List of tasks:
**a)** Decide whether each statement below agrees with the leadership text: (i) The GO Foundation was founded by Adam Goodes and Michael O’Loughlin. (ii) Bronte is studying a Bachelor of Clinical Sciences. (iii) Bronte's essay was published on Women’s Agenda. For each, answer yes or no and quote the words from the text that decide it.
**b)** Print the leadership text word for word, everything from "Bronte speaks about" down to "on Women’s Agenda.".
**c)** Answer these questions from the leadership text:
(i) Who speaks to the three young women in the episode?
(ii) What degree is Charlotte studying?
(iii) Where did Madi, Charlotte and Bronte meet?

Selected text:
=-=-=

What does leadership mean to young Indigenous women in Australia today?
In this week’s episode of The Leadership Lessons, Shirley Chowdhary speaks to Madison Howarth, Charlotte Ryan, and Bronte Charles, giving a special insight into each of these young women. We hear about their life experiences, resilience, and leadership aspirations.
Madi, Charlotte and Bronte met a number of years ago as scholars at the GO Foundation, an Indigenous education organisation founded by Adam Goodes and Michael O’Loughlin.
Now all at university, each have different interests and perspectives on life, but what’s clear from this conversation with Shirley is that they all draw a special strength from their culture and heritage. It’s what keeps them going in the face of adversity and pushes them forward each day.
Bronte speaks about her constant search for a sense of cultural belonging, which she also outlined in a powerful and award-winning essay published on Women’s Agenda.
“I remember I was once told by someone on my non-Indigenous side that I get the best of both worlds, because I get the perceived benefits of being Aboriginal, but I don’t look Aboriginal,” she shares.
“It’s such a unique, but shared experience getting your cultural identity questioned.”
Now studying a Bachelor of Marketing and Media at Macquarie University, Bronte holds close something her father told her when she was in high school – that she could be anything and anyone she wants to be.
“Uni has been such a confronting experience. No one from my family has ever gone to uni before. I’m loving it and I deserve to be there and that’s such a big thing for an Aboriginal person to say,” Bronte says. “My dad was right, I can be anything, I can do anything.”
Charlotte, who is studying a Bachelor of Clinical Sciences, and has hopes of moving into postgraduate medicine, says she may never have had the inspiration to go into medicine if it wasn’t for experience with the GO Foundation.

=-=-=

Data for analysis:

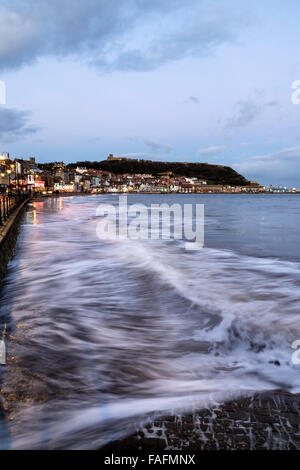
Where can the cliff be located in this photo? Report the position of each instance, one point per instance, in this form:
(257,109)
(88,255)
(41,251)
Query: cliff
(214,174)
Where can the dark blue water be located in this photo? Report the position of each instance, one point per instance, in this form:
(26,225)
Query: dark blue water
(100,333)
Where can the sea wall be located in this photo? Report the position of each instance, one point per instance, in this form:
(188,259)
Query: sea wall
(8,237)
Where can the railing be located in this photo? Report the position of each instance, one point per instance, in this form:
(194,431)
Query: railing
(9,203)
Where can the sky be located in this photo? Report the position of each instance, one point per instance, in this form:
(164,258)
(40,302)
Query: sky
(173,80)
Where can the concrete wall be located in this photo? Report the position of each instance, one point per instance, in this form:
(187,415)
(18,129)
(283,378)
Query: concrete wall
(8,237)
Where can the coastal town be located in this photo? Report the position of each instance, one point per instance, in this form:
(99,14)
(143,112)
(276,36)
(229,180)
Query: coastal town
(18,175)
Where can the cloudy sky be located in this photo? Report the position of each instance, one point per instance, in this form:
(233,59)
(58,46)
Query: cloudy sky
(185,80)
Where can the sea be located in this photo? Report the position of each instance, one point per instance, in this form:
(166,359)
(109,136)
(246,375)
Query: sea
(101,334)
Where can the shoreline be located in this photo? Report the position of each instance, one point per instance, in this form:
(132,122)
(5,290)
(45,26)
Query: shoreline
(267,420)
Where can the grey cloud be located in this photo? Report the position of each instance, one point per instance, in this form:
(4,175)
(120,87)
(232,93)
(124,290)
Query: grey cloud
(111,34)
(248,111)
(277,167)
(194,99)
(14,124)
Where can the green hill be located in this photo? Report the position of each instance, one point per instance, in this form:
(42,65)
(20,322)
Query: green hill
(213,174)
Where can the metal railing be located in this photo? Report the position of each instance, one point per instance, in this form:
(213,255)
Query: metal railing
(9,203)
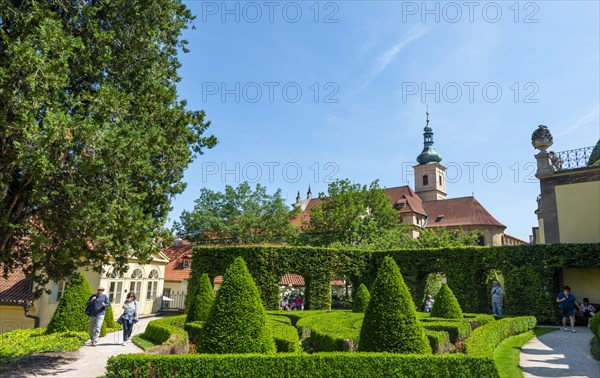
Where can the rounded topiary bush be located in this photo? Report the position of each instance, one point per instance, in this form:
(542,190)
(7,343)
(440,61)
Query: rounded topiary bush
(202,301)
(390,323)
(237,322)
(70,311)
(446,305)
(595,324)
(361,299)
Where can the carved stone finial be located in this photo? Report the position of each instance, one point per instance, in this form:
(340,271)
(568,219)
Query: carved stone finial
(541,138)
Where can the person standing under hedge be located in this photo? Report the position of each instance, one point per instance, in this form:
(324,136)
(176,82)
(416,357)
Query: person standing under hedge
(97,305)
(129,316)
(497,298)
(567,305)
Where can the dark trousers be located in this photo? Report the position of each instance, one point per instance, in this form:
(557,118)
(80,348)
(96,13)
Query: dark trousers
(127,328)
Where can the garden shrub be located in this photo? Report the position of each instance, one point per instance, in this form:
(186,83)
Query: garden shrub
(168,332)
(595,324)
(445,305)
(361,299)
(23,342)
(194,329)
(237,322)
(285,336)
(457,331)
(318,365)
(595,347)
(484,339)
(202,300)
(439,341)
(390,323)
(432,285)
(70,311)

=-=-=

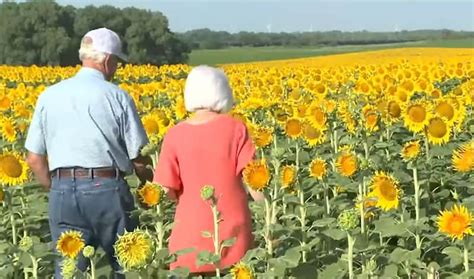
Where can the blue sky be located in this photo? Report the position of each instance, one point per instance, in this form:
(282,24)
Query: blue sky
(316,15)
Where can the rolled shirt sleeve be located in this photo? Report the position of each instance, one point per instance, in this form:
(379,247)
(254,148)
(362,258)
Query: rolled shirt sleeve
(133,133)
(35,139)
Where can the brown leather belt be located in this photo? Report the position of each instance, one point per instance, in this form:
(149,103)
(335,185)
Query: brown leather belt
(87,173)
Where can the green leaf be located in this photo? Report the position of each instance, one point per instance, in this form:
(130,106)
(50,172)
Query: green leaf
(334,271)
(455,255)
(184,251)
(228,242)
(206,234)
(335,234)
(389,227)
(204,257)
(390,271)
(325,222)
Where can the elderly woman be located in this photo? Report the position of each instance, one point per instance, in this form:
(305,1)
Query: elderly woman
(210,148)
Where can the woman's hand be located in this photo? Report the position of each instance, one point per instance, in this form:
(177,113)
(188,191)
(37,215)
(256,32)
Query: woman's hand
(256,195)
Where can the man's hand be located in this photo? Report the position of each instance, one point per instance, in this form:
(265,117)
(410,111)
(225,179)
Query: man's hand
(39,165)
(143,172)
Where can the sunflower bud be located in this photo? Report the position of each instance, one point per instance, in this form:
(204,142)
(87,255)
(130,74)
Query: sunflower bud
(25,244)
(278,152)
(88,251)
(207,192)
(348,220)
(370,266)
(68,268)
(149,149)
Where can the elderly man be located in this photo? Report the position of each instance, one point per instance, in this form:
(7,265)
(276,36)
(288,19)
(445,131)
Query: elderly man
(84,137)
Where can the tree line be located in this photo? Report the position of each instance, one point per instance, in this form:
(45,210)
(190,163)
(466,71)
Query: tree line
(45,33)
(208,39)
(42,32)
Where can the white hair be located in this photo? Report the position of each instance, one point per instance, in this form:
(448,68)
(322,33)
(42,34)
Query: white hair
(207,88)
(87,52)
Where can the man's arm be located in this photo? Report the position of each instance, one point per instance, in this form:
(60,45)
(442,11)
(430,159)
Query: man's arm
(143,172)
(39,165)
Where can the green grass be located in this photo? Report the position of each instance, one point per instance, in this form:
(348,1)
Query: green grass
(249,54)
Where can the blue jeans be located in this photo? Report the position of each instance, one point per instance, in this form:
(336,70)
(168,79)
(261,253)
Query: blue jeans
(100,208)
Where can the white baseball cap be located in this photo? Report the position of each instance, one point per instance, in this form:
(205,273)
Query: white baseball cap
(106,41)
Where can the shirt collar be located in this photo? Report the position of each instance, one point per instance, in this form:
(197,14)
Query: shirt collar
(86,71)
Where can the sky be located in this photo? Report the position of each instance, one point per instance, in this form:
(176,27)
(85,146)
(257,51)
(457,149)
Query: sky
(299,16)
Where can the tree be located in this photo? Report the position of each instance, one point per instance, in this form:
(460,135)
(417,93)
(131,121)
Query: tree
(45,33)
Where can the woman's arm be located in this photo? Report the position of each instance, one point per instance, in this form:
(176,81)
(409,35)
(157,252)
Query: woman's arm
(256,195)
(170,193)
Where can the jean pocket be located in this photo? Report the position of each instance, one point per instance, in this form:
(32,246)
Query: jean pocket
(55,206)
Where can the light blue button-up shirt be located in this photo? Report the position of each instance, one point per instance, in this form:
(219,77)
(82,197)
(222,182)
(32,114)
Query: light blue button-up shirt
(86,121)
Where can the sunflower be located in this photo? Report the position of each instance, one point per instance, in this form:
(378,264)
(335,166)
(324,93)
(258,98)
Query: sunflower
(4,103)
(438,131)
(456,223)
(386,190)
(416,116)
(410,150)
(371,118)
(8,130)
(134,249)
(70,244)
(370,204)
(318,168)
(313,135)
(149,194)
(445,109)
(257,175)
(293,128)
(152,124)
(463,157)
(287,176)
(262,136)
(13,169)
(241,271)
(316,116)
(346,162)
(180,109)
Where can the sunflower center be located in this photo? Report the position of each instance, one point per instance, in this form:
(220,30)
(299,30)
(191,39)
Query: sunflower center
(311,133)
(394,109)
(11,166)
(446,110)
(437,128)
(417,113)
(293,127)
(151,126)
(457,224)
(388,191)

=-=-=

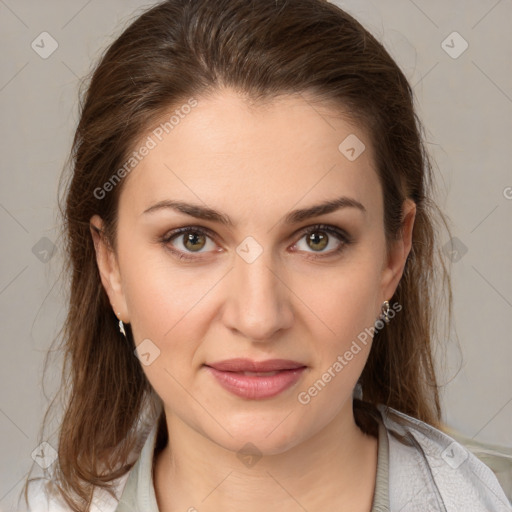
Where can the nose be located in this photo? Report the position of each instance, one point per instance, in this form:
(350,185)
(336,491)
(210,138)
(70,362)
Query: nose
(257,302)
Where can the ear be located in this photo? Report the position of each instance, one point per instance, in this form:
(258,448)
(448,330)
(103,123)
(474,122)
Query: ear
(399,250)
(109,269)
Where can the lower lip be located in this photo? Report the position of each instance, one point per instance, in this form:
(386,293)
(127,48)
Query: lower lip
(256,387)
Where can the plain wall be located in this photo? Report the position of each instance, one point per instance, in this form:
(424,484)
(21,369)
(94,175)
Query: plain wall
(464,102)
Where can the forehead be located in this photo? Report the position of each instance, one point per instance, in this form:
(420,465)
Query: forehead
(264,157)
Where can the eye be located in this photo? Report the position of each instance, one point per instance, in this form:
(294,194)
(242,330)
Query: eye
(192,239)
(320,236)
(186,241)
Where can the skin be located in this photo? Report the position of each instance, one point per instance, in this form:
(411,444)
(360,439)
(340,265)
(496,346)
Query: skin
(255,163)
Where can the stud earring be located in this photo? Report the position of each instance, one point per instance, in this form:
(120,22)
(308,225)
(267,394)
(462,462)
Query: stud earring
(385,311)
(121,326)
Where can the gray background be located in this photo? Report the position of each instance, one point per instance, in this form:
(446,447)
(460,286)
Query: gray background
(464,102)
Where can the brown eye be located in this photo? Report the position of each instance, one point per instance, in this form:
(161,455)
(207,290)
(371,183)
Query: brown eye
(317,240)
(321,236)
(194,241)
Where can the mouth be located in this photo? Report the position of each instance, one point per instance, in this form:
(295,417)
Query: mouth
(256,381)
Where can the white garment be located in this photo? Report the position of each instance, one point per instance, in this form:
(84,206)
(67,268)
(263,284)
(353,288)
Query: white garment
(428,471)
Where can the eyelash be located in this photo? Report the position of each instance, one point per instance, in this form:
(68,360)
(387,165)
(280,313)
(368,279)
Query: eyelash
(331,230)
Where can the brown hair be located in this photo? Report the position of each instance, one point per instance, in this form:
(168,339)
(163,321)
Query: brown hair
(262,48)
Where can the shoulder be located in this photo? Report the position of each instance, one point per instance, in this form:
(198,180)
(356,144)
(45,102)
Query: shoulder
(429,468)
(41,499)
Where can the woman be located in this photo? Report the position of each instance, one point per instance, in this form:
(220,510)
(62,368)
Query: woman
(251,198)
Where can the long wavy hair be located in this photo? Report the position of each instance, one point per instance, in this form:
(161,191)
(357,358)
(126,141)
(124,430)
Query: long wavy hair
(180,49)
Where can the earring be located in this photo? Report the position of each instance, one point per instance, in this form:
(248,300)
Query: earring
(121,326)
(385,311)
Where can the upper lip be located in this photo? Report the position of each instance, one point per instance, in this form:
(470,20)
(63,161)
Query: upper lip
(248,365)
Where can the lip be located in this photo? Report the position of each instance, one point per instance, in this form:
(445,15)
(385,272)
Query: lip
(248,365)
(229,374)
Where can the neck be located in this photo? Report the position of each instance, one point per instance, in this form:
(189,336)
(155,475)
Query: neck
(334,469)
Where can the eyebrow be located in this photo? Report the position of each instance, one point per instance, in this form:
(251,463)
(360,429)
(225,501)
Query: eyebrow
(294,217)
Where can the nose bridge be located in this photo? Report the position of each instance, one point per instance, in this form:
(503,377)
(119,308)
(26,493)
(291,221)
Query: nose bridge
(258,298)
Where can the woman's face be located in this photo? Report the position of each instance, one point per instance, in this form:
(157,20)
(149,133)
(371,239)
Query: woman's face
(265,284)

=-=-=

Response list:
**a)**
(i) Yes: "an Indigenous education organisation founded by Adam Goodes and Michael O’Loughlin"
(ii) No: "Now studying a Bachelor of Marketing and Media at Macquarie University"
(iii) Yes: "a powerful and award-winning essay published on Women’s Agenda"

**b)**
Bronte speaks about her constant search for a sense of cultural belonging, which she also outlined in a powerful and award-winning essay published on Women’s Agenda.

**c)**
(i) Shirley Chowdhary
(ii) A Bachelor of Clinical Sciences
(iii) At the GO Foundation, as scholars